Start of RECORDED DATA

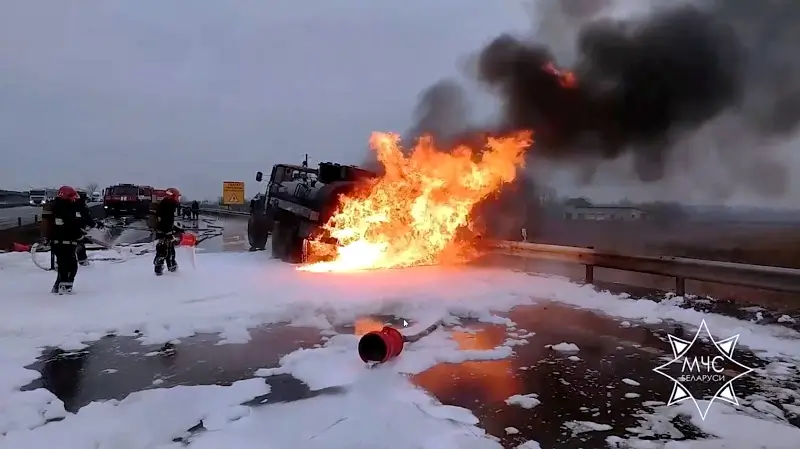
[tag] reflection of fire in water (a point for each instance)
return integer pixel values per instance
(364, 326)
(494, 379)
(413, 214)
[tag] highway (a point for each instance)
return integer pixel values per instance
(10, 217)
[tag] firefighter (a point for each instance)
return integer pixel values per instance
(62, 222)
(87, 223)
(163, 223)
(195, 210)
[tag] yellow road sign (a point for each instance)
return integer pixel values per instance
(233, 192)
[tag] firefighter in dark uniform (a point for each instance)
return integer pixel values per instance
(88, 223)
(62, 222)
(162, 221)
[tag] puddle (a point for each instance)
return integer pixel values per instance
(586, 388)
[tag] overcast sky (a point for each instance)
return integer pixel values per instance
(190, 93)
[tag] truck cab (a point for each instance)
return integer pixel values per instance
(297, 202)
(127, 200)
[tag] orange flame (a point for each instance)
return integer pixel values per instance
(565, 78)
(413, 214)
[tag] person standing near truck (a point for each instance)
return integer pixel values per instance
(195, 210)
(87, 222)
(62, 221)
(162, 221)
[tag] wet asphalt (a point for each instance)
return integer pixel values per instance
(582, 386)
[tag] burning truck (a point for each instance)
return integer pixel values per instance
(344, 218)
(298, 201)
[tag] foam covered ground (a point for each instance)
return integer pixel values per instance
(230, 293)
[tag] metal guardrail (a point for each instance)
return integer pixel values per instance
(10, 205)
(220, 211)
(681, 268)
(23, 220)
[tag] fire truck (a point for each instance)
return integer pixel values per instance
(127, 200)
(158, 195)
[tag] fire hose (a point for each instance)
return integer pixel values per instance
(387, 343)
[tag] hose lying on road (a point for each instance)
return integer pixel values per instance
(386, 344)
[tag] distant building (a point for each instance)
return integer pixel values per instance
(618, 213)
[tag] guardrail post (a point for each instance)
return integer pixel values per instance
(680, 286)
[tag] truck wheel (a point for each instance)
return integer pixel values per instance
(286, 244)
(257, 232)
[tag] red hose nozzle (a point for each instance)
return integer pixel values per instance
(380, 346)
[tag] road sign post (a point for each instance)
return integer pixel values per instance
(233, 192)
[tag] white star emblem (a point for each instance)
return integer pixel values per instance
(680, 348)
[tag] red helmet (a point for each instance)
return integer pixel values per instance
(173, 194)
(68, 193)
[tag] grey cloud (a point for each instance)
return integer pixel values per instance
(190, 93)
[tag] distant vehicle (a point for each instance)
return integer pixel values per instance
(127, 200)
(37, 197)
(158, 195)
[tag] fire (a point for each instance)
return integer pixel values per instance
(412, 215)
(565, 78)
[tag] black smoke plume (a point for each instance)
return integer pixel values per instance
(724, 75)
(638, 84)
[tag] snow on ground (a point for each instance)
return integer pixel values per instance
(230, 292)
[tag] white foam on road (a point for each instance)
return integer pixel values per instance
(230, 293)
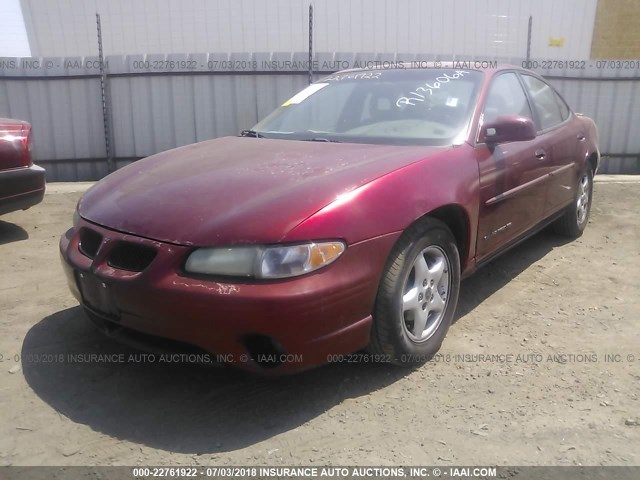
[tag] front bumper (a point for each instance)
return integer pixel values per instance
(21, 188)
(306, 318)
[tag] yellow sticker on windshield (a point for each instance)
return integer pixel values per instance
(304, 94)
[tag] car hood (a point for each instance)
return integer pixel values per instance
(236, 190)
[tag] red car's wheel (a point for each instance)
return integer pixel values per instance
(576, 216)
(418, 294)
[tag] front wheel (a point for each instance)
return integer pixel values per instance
(418, 294)
(576, 216)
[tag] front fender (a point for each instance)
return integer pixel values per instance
(393, 202)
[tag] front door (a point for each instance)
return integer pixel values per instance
(512, 175)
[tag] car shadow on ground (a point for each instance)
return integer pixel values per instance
(10, 232)
(181, 408)
(203, 410)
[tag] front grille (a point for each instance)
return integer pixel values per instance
(90, 241)
(131, 256)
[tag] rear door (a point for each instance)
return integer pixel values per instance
(512, 175)
(560, 137)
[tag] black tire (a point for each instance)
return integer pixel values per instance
(570, 224)
(391, 334)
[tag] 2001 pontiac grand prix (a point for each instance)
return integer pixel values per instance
(344, 220)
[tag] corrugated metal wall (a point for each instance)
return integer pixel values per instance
(155, 110)
(455, 27)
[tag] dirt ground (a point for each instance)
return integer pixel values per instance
(550, 310)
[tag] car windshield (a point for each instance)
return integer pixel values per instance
(399, 107)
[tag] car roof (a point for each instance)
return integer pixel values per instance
(486, 66)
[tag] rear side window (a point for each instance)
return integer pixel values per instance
(550, 108)
(506, 97)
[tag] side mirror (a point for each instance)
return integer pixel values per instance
(508, 128)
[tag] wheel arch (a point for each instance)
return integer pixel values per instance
(456, 218)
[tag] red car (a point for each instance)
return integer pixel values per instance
(22, 183)
(343, 221)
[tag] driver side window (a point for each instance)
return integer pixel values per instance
(506, 97)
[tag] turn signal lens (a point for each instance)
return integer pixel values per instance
(279, 261)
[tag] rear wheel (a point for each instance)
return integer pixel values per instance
(417, 295)
(576, 216)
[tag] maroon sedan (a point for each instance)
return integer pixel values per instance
(22, 183)
(343, 221)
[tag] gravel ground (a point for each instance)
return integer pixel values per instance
(550, 310)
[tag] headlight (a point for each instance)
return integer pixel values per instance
(280, 261)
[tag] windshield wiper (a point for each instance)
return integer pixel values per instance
(251, 133)
(320, 139)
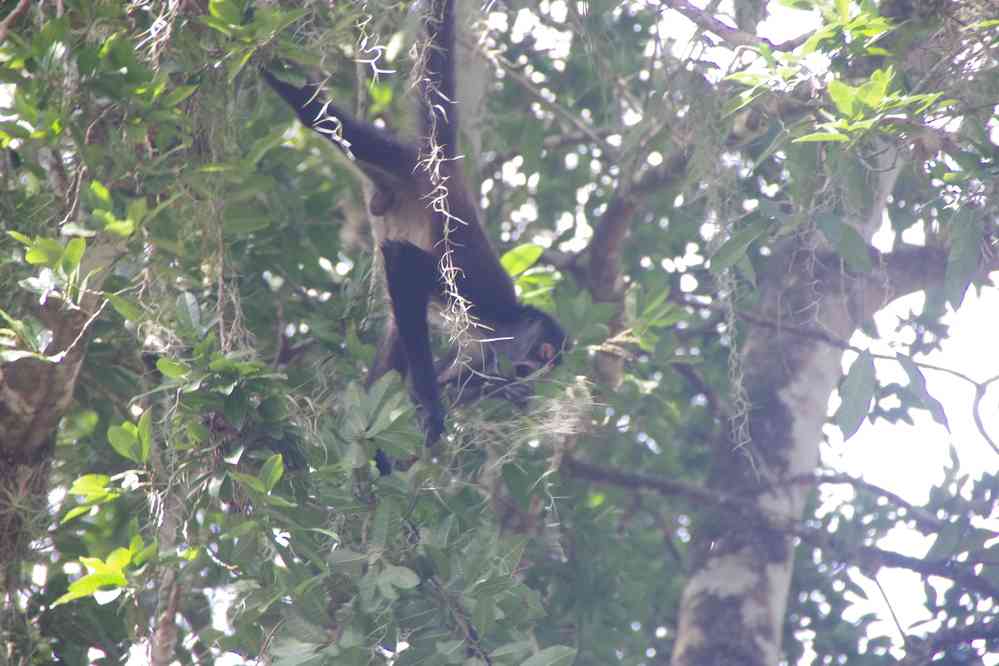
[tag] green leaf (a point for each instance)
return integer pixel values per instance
(735, 247)
(854, 250)
(966, 237)
(90, 485)
(44, 252)
(856, 391)
(272, 471)
(100, 193)
(556, 655)
(177, 95)
(172, 369)
(401, 577)
(91, 583)
(125, 443)
(520, 258)
(822, 136)
(226, 11)
(125, 307)
(251, 482)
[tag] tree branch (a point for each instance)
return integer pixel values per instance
(731, 36)
(8, 21)
(867, 557)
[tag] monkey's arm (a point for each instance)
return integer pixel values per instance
(366, 142)
(412, 279)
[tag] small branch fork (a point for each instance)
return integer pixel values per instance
(728, 34)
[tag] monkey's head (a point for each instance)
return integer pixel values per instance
(530, 342)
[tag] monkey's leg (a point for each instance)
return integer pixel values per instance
(412, 280)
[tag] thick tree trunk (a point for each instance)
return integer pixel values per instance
(732, 610)
(34, 396)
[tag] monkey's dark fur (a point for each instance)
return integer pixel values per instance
(421, 207)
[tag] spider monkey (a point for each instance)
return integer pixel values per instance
(410, 199)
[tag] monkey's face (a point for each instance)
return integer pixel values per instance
(532, 343)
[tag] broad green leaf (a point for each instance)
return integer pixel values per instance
(401, 577)
(735, 247)
(125, 443)
(172, 369)
(100, 193)
(856, 392)
(225, 10)
(91, 583)
(177, 95)
(520, 258)
(90, 485)
(966, 237)
(843, 96)
(251, 482)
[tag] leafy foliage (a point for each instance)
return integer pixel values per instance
(219, 430)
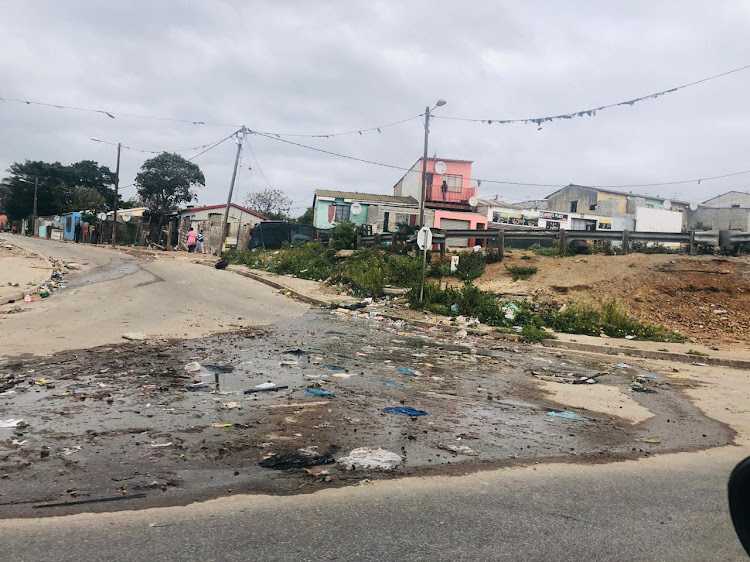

End of RECORDED DATA

## TRY IT:
Wherever "black" occurs in the entries above, copy the line it sits on.

## RESPONSE FOR THIS EXERCISE:
[tag] black smoke plume (a point for each instance)
[tag] black tire (a point for each instance)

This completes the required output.